— TEKS BACAAN —
..........

Baca berita dengan sedikit iklan, klik di sini
Presiden George W. Bush memeluk Karl Rove, penasihat senior presiden sekaligus deputy chief of staff yang juga mantan arsitek kemenangan Bush atas John Kerry pada pemilu presiden 2004. Rove mengundurkan diri dari jabatan strategisnya pada 31 Agustus 2007. Bush berkata lirih, "Karl Rove is moving on down the road... I’ll be on the road behind you here in a little bit."
Anda tak akan menemukan kisah semanis hubungan antara Bush dan Rove dalam buku yang baru saja diluncurkan Adnan Buyung Nasution, advokat senior sekaligus anggota Dewan Pertimbangan Presiden (Wantimpres) periode 2007-2009. Buku ini berisi "antologi" kisah nyata Buyung sejak menit pertama diajak bergabung dalam skuad Wantimpres. Sebuah kesaksian yang kontroversial, bahkan sebelum Buyung resmi dilantik sebagai anggota Wantimpres.
Akhir dari kisah pergumulan Buyung dalam lingkaran kekuasaan Presiden Susilo Bambang Yudhoyono sudah bisa ditebak bahkan sebelum dia berkantor resmi sebagai penasihat presiden. Awalnya, sebuah telepon dari Sudi Silalahi mengajak Buyung bergabung dalam Wantimpres. Surat Keputusan Presiden yang memuat nama Buyung sudah siap diumumkan. Buyung bersedia, tapi ngotot minta bertemu dengan SBY dulu sebelum SK diumumkan ke publik. Dalam bahasa yang dipakai Buyung, dia "menolak di-fait accompli Presiden tanpa mengetahui secara langsung visi dan misi SBY tentang Wantimpres".
Tak berhenti di situ, Buyung kembali membuat ulah yang memanaskan kuping Istana. Buyung tampil sebagai "bintang utama" dalam acara Kick Andy di Metro TV. Ketika ditanya Andy F. Noya soal ukuran keberhasilan sebagai penasihat Presiden, Buyung menjawab lugas, "Jika ada sepuluh point of interest tentang kepentingan bangsa yang dipertaruhkan… dan hanya satu (nasihat) yang diterima, berarti saya gagal. Tidak ada gunanya saya kasih nasihat, lebih baik saya keluar, saya cabut saja dari situ, buat apa saya ada di situ."

..........

— TUJUAN TUGAS —
Berdasarkan teks bacaan tentang buku Adnan Buyung Nasution, jelaskan dalam satu sampai tiga kalimat alasan Buyung bersikeras bertemu SBY sebelum SK pengangkatannya diumumkan. Daftar sesudah teks bacaan ini adalah bahan terpisah.

— BAGIAN DATA —
..........

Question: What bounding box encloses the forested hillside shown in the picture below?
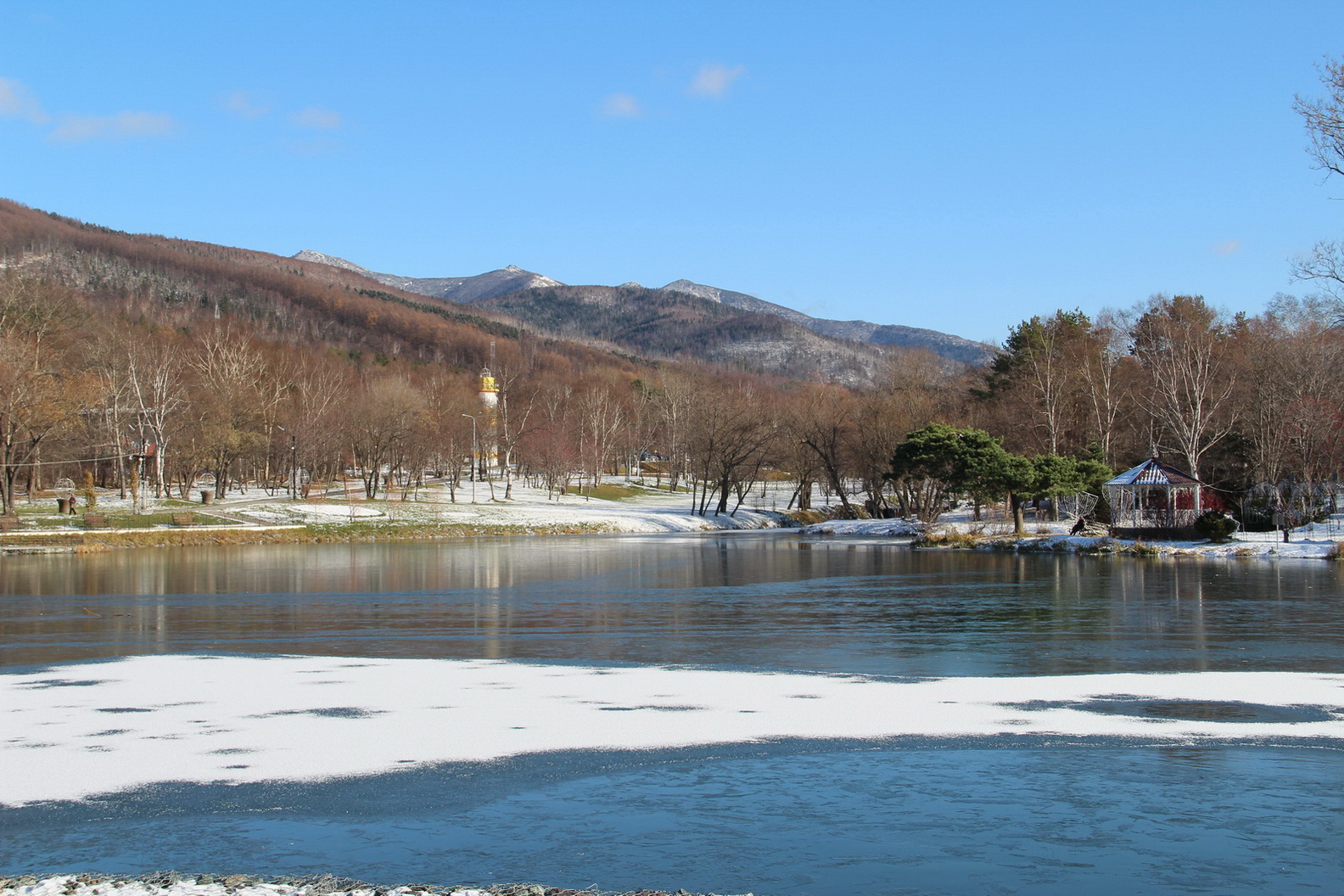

..........

— HASIL TUGAS —
Buyung menolak di-fait accompli oleh Presiden tanpa mengetahui secara langsung visi dan misi SBY tentang Wantimpres. Karena itu, meskipun sudah bersedia bergabung, ia ingin bertemu SBY lebih dulu sebelum Surat Keputusan Presiden yang memuat namanya diumumkan ke publik.